▸ Document segment
━━━━
Under this proposal, every mutual fund would include key information in plain English at the front of the mutual fund prospectus. Like the risk/return summary that is already required at the front of every mutual fund prospectus, this summary would include a fund's investment objectives and its strategies, risks, and costs. It also would include brief information regarding top ten portfolio holdings, investment advisers and portfolio managers, purchase and sale procedures and tax consequences, and how the people who sell the fund are paid. The rule changes would also encourage funds to exploit the Internet's capacity to allow investors to choose the way they view more detailed information. This will make reading a mutual fund prospectus far easier than it is today. And by standardizing the presentation of the essential information, the proposed rules intend to make comparing mutual fund information easier. We hope to have the final rules in place by late summer.

Yet another example of how we're using plain English to help individuals and small business is our proposed new rules to improve the quality of disclosure that investors receive about their investment advisers. The rules we proposed two weeks ago would require investment advisers to give clients a brochure written in plain English. The brochure would also be available on the SEC-sponsored Investment Adviser Public Disclosure web site. It would offer investors clearly presented information about an investment adviser's business practices, conflicts of interest, and disciplinary history.

One further area where we're working to promote clarity is our new executive compensation disclosure regime. In the past, executive compensation was among the most complicated subjects for investors to sort out. And it presented some of the biggest challenges when it came to analyzing and comparing data. To address this problem, the Commission recently enacted new rules aimed at letting investors see clearly how the executives who work for them are paid.

An important feature of the new rules is the narrative discussion of the company's compensation policies. The Compensation Discussion and Analysis offers an opportunity for the company to cast aside the boilerplate, and explain to the shareholders the how and why of its approach to executive pay. This helps provide context for the numbers in the tables that follow it. The new rules explicitly require that the narrative be written in plain English.
━━━━
▸ Record excerpts
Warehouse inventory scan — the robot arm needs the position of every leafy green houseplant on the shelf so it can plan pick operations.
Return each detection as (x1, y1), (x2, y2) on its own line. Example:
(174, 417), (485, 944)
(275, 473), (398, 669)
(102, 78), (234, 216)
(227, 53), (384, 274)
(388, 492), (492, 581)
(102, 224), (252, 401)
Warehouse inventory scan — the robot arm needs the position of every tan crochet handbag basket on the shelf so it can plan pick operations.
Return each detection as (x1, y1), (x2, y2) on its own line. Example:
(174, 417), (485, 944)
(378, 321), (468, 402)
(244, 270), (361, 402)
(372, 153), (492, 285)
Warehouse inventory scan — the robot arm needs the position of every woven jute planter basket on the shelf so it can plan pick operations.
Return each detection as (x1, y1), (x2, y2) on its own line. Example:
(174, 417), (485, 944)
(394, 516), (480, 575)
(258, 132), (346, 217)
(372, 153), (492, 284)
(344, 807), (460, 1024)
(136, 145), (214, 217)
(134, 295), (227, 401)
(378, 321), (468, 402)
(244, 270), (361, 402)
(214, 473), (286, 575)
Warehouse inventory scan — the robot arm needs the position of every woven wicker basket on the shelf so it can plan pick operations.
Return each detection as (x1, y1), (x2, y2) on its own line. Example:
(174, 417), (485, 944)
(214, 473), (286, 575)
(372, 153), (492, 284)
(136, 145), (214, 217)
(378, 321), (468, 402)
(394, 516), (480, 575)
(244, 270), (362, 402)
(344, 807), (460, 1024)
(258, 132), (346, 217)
━━━━
▸ What this task involves
In the plain-English disclosure text above, turn the paragraph beginning "Yet another example of how we're using plain English" into a short bulleted list that keeps its main facts.

▸ Answer to the task
- Proposed new rules aim to improve the quality of disclosure investors receive about their investment advisers.
- The rules, proposed two weeks ago, would require investment advisers to give clients a brochure written in plain English.
- The brochure would also be available on the SEC-sponsored Investment Adviser Public Disclosure web site.
- It would clearly present an adviser's business practices, conflicts of interest, and disciplinary history.